* BEGIN TEXT SHOWN *
Also guys i already used on of the programs yall recommended me called magic jelly beans or something like that so i got the product key but it seems that what macboatmaster said is true and it wont work even if i have the product key


----------



## markos4 (Apr 24, 2013)

sorry i just read the other comments..so yall are saying jellybeans doesnt work unless i buy the pro version? dang it..


----------



## DaveA (Nov 16, 1999)

I have found that the OEM versions installed version by the big boys never agree with the key code that is on the sticker. As long as one uses the Recover partition on the hard drive one does NOT need to enter the key code. But if one uses a third party copy of the OS, then the key code on the sticker must be used.

If you have a OEM installed OS, check out the System information and there you will see that the Key Code has "OEM" as the second group. The sticker will have a complete different code.

EDIT: I should have stated the above applies to Windows 7 and before. The Windows 8 machines, the last 3 digits are "OEM" and there is NO sticker as the Code is embedded.


----------



## raybro (Apr 27, 2003)

TerryNet said:


> Ray, how do you know that you are getting an incorrect Product Key with those applications? They are designed to show the currently used Product Key, and I have never before heard of them being inaccurate.


Because I have the original product keys for both my laptops and no program I have tried displays the same key. They do, however, all show the same incorrect key. I would point out that both laptops are Dell's. Perhaps that is a factor.


----------



## raybro (Apr 27, 2003)

Just FYI on this subject... I recently had the mobo replaced under warranty in my Dell 5720 laptop running Win 8. The technician came to my home to do the work (nice touch). He then provided me with a plastic encased card with the NEW Windows Product Key on it. I used it to activate the OS, no problem.


----------



## davehc (Oct 4, 2006)

"Because they all recover the key from he windows registry and that is NOT the key embedded in the firmware- as per my 16."

The key, in much earlier OSs, was at
KEY_LOCAL_MACHINE\SOFTWARE\Microsoft\Windows\CurrentVersion]

This key does not exist in Windows 8 and after. (Not in mine anyway)

fwiw, I have in my home two Dell computers, and an Acer, without secure boot. My keys come from MSDN.
I have run four so-called key finders, ( including Belarc, Terry) on all of these computers. So far, I now have a host of "found" keys. None of these relate to any of my genuine known keys, so I doubt it is finding them in the registry. They seem to be a product of the programs imagination. 
I should also point out that one of these originally had an OEM installation, which has now been totally removed and a new installation applied.

The mystery continues.

I do wonder, if I used one of these keys to reactivate the installed Windows, if it would be accepted, but dare not try.


----------



## davehc (Oct 4, 2006)

raybro said:


> Just FYI on this subject... I recently had the mobo replaced under warranty in my Dell 5720 laptop running Win 8. The technician came to my home to do the work (nice touch). He then provided me with a plastic encased card with the NEW Windows Product Key on it. I used it to activate the OS, no problem.


Now that is news!

I read so many posts, regarding the issue of changing the motherboard. I now wonder why your experience would not be a standard practice.


----------



## davehc (Oct 4, 2006)
* END TEXT SHOWN *
* BEGIN RECORDS *
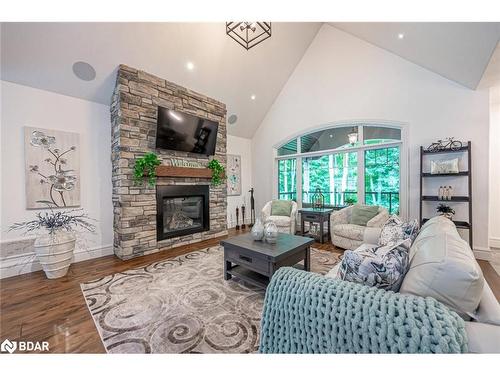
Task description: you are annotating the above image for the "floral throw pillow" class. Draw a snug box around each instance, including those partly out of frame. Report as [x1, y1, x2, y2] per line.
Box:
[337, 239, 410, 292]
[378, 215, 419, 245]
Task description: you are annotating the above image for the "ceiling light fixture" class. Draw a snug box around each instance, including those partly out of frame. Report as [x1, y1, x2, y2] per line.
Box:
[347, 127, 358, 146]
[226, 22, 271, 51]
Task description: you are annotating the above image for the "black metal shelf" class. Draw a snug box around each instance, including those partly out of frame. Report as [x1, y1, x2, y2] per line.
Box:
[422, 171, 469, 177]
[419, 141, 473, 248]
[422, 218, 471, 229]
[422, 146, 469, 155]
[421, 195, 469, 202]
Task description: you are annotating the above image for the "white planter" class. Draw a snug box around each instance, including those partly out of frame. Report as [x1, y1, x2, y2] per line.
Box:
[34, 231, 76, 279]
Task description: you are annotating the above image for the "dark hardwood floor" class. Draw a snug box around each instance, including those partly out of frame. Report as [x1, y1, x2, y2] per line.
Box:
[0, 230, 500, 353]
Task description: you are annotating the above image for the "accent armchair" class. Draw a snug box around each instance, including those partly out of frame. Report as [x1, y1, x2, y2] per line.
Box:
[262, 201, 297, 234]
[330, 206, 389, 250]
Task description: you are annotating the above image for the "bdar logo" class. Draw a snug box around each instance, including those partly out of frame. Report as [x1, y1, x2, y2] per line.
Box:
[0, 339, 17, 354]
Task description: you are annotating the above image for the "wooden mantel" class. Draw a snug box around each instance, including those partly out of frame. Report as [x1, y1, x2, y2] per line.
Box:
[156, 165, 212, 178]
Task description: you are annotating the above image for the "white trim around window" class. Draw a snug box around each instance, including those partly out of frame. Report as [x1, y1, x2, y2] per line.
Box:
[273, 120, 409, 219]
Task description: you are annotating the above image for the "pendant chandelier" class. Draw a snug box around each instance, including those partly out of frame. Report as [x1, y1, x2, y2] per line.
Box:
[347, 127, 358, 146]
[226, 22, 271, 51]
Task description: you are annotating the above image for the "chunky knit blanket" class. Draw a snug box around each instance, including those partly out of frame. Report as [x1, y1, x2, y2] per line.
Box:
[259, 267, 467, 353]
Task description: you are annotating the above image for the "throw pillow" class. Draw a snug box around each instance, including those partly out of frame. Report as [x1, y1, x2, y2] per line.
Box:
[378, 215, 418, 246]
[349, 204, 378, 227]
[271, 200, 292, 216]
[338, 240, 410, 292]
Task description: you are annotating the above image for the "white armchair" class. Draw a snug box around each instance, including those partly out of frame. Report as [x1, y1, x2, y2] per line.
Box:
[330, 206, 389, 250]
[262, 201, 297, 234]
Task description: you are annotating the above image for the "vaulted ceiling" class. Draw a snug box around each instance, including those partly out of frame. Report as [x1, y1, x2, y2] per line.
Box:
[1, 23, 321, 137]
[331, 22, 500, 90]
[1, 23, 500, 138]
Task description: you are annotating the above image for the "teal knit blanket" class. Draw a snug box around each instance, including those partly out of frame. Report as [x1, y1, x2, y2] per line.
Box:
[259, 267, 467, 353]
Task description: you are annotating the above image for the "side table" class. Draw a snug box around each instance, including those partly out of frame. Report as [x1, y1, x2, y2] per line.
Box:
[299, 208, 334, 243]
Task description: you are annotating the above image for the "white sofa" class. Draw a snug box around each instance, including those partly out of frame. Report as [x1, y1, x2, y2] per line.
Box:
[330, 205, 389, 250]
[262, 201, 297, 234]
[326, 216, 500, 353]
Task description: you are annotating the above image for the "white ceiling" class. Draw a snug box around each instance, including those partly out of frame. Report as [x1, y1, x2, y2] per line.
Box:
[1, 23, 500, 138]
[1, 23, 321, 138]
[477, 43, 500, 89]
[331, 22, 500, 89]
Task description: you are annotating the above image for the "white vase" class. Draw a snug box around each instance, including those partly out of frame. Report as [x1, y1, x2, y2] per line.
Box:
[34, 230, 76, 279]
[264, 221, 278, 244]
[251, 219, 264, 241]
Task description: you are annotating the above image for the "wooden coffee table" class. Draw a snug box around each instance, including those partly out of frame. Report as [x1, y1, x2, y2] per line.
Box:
* END RECORDS *
* BEGIN RECORDS *
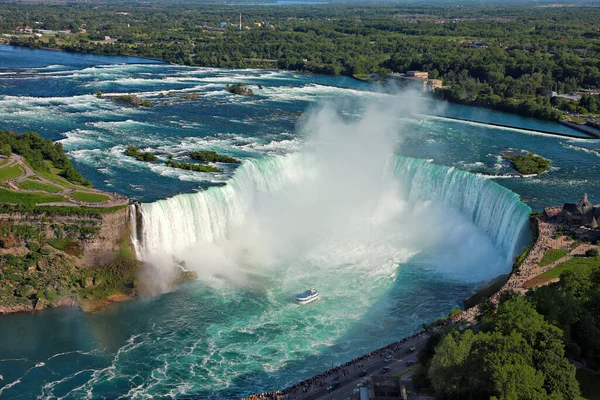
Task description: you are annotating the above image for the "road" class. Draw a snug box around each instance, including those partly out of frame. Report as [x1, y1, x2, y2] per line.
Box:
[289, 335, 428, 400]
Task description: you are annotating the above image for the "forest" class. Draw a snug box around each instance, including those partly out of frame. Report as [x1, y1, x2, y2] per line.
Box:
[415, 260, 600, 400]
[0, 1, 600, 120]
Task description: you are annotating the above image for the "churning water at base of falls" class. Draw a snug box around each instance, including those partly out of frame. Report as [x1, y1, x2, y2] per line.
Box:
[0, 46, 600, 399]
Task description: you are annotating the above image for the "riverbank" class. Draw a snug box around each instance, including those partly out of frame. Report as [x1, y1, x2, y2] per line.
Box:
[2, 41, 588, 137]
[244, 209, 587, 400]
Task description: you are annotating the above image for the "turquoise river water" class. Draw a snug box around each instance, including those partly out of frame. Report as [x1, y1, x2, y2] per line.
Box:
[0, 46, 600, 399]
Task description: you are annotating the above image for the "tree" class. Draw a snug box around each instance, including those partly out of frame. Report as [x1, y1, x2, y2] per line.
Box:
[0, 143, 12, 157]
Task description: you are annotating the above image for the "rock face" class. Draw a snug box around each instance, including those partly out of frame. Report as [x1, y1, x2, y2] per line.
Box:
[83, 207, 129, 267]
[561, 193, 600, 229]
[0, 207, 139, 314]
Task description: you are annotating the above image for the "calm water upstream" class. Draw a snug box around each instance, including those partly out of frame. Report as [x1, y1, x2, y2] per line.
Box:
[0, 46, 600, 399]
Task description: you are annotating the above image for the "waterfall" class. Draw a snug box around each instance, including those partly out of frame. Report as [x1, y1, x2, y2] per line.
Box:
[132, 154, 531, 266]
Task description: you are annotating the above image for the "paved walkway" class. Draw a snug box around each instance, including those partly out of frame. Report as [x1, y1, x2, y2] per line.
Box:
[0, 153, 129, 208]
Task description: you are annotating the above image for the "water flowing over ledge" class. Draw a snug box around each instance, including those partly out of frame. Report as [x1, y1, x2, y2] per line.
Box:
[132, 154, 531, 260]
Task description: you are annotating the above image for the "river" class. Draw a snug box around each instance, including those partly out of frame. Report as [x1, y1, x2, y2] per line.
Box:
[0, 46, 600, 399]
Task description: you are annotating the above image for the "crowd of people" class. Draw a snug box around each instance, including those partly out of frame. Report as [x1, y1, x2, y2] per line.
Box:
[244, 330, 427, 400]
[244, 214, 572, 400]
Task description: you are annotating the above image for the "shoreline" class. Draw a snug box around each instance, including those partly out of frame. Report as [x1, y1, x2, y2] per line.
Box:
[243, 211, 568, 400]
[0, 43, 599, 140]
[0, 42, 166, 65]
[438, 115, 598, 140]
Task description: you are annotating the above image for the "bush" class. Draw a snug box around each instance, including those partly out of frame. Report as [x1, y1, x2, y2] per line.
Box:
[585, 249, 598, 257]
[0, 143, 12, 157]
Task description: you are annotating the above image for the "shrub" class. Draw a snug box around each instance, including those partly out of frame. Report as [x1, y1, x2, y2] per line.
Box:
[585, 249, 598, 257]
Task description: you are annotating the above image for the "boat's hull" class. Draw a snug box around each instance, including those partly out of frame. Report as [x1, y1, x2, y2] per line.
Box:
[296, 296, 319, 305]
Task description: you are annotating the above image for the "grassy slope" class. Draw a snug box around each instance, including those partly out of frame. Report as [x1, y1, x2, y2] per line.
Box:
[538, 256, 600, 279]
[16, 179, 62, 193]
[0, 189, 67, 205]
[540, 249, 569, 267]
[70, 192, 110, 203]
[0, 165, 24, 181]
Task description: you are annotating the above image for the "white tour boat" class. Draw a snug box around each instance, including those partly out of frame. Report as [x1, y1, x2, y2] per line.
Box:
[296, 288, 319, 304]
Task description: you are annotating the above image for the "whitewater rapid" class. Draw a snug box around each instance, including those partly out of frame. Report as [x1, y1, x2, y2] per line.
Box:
* END RECORDS *
* BEGIN RECORDS *
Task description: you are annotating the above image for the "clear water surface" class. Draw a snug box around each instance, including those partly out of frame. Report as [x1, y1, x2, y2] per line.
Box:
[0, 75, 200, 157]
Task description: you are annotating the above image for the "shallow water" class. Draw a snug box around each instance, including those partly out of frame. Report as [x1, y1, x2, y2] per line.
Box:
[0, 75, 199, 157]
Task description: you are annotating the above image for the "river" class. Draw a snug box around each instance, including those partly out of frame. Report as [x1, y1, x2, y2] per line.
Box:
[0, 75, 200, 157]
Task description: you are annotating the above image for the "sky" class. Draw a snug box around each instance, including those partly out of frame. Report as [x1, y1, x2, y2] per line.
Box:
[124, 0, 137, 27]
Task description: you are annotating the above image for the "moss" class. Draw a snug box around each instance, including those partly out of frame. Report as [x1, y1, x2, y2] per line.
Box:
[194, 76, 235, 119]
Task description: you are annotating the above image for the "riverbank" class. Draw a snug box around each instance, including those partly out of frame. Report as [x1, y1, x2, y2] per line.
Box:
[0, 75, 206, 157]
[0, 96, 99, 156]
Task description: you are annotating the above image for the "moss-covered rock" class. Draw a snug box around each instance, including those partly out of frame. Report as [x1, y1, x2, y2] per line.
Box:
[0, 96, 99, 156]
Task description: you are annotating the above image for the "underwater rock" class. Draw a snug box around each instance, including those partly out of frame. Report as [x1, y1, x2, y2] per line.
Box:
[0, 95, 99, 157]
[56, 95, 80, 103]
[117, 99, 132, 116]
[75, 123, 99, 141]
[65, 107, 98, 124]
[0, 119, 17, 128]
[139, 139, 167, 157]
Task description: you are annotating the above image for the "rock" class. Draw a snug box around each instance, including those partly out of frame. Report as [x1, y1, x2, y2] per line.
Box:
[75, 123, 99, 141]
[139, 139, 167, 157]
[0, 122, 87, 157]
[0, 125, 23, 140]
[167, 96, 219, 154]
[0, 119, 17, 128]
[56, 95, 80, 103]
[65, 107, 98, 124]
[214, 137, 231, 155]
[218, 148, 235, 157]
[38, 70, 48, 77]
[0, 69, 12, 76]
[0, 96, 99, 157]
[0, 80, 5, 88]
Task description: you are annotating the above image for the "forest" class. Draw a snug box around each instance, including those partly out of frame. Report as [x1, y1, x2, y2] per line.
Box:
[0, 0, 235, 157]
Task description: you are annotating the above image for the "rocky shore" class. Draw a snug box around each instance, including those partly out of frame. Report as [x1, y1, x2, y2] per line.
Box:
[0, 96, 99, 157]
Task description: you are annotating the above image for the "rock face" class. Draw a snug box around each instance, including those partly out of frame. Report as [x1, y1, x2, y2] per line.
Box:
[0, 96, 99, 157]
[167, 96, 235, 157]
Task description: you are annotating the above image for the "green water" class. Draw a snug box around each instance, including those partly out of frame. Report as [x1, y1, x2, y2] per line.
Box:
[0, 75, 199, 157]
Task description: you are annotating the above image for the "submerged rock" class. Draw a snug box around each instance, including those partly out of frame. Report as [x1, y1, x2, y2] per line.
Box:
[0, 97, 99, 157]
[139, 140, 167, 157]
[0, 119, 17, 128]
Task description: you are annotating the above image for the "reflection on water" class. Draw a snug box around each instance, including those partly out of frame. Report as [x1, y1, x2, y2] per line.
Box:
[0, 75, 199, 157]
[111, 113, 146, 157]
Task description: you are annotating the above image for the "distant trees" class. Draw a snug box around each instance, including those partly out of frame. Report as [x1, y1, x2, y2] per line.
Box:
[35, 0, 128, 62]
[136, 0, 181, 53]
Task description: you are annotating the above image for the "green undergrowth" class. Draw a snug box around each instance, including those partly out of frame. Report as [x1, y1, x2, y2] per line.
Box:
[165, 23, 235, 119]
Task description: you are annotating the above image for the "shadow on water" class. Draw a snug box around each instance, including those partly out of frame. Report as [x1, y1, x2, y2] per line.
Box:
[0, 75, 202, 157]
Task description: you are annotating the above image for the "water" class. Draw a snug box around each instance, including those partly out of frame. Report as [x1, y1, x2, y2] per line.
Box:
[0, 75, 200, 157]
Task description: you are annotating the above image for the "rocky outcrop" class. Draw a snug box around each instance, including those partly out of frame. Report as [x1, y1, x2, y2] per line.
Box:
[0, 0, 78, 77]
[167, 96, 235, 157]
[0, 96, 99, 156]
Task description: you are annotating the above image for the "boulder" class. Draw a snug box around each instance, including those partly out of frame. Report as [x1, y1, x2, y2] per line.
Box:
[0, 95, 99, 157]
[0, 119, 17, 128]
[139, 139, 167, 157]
* END RECORDS *
WORK TO COMPLETE>
[a] Transcribe, word for word, the part of the product key forum thread from "## markos4 (Apr" to "must be used.".
[b] Go on with the forum thread on Windows product keys, picking up after its final line.
The listing comes from a different source than the forum thread.

TASK RESPONSES>
[a]
## markos4 (Apr 24, 2013)

sorry i just read the other comments..so yall are saying jellybeans doesnt work unless i buy the pro version? dang it..


----------



## DaveA (Nov 16, 1999)

I have found that the OEM versions installed version by the big boys never agree with the key code that is on the sticker. As long as one uses the Recover partition on the hard drive one does NOT need to enter the key code. But if one uses a third party copy of the OS, then the key code on the sticker must be used.

[b]
I am still trying to find where tht D''ed key is, but I have found a program that really does come upwith the goods.


----------



## raybro (Apr 27, 2003)

davehc said:


> I am still trying to find where tht D''ed key is, but I have found a program that really does come up with the goods.


Tried the program on my Dell 1501 laptop running XP Home. Same bogus number as the others. Go figure.

BTW... I looked in the XP registry key you mentioned in post #26. There is clearly a product ID number there, but it is the same one shown on the My Computer properties/General tab. It is a completely different format from the standard key and contains the OEM characters. As you indicated, no such entry exists in Win 8 registry. However, the Win 8 My Computer properties does display what is identified as a product key in a 4 group, 5 digit format (20 characters) which contains the OEM characters. It bears no similarity to the real Product Key which is a mixed alpha-numeric, 5 group, 5 digit format (25 characters)


----------



## TerryNet (Mar 23, 2005)

> I have found that the OEM versions installed version by the big boys never agree with the key code that is on the sticker.


Exactly the way they are supposed to work. Your personal Product Key, the one on the COA sticker or embedded in a UEFI motherboard that is needed for a re-installation, is never the same as the OEM SLP key that the manufacturer uses to pre-activate your Windows and which, I'm pretty sure, is also used in Recovery partitions (and other Recovery media).

I don't know what you guys mean by "bogus" and "original" Product Keys, but my guess is that you mean "OEM SLP" and "embedded or on the COA sticker", respectively.


----------



## Macboatmaster (Jan 15, 2010)

My colleague TerryNet is IMHO exactly correct in his post 30
How it works is this

Microsoft issue to the OEM lets say Dell a block of licence keys for Windows 8
Dell install windows 8 on a quantity of hard discs for a given model of a computer
They then when the hard disk is installed in the computer - authorise the licence with a product key - dedicated to that computer - that is the key embedded into the firmware.

That key is NOT the key that any of the aforementioned software will find.
Those products to the best of my knowledge will only find the key from the registry.
That key is the one that was created when the OS was installed - BUT it is NOT the key that will recognise an installation of Windows 8 as being the one to which the firmware key is tied.

If you upgrade Windows 8 to Windows 8.1 on the Microsoft update then a separate key is installed in that process in registry and if that is the case - then the software will find that key.

If of course your computer came with Windows 8 pre-installed and with a recovery partition, then as we all know the recovery is going back to 8 - not 8.1

ANY Windows 8 installation disc of exactly the same version as was installed originally by the OEM will USUALLY install and activate automatically when it detects the key in the firmware

The process is known as OEM activation procedure 3.0 or OA3 for short

*OEM Activation 3.0* (OA3) takes place at the factory. A digital product key (DPK) is installed on the motherboard BIOS during the manufacturing process. Windows 8 will activate automatically the first time the computer is connected to the Internet. With OA3-activated systems, most of the computer's hardware can be replaced without needing to reactivate the software through Microsoft.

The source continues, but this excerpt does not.